▶ [Provided records]:

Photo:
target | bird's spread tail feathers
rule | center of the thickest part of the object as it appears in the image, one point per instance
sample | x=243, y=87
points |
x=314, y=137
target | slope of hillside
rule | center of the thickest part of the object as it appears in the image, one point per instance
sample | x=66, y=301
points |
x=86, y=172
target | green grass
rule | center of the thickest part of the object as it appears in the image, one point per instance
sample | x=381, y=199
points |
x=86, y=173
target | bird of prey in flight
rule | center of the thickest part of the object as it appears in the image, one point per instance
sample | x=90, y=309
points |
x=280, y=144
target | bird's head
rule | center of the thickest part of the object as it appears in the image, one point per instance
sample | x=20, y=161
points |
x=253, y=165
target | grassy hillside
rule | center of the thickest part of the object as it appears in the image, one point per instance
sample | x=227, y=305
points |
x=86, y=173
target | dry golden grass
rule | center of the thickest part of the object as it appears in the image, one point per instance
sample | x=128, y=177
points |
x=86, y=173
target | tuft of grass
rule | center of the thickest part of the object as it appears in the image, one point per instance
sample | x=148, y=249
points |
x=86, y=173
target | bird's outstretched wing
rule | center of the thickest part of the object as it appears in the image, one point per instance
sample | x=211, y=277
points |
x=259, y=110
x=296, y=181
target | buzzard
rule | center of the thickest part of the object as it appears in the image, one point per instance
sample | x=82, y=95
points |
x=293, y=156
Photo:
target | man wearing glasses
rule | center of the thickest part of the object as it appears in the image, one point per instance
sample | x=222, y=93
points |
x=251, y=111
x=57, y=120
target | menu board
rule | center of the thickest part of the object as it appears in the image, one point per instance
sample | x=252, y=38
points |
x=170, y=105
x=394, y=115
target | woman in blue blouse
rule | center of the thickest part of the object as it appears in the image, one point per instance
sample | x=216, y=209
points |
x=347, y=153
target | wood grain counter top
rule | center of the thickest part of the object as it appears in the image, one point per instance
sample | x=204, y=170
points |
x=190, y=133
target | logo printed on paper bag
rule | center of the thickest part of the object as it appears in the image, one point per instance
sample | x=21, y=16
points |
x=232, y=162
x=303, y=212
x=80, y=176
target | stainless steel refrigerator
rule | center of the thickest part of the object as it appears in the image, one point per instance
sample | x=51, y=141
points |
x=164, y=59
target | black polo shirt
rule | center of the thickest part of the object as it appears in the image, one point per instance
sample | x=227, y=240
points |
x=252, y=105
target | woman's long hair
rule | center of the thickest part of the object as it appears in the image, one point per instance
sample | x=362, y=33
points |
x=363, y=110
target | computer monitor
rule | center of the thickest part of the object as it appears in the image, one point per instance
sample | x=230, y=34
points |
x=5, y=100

▶ [Work order]: Out of the preceding entries, pull each line that contains the word "woman".

▶ [Solved problem]:
target | woman in blue blouse
target | woman's long hair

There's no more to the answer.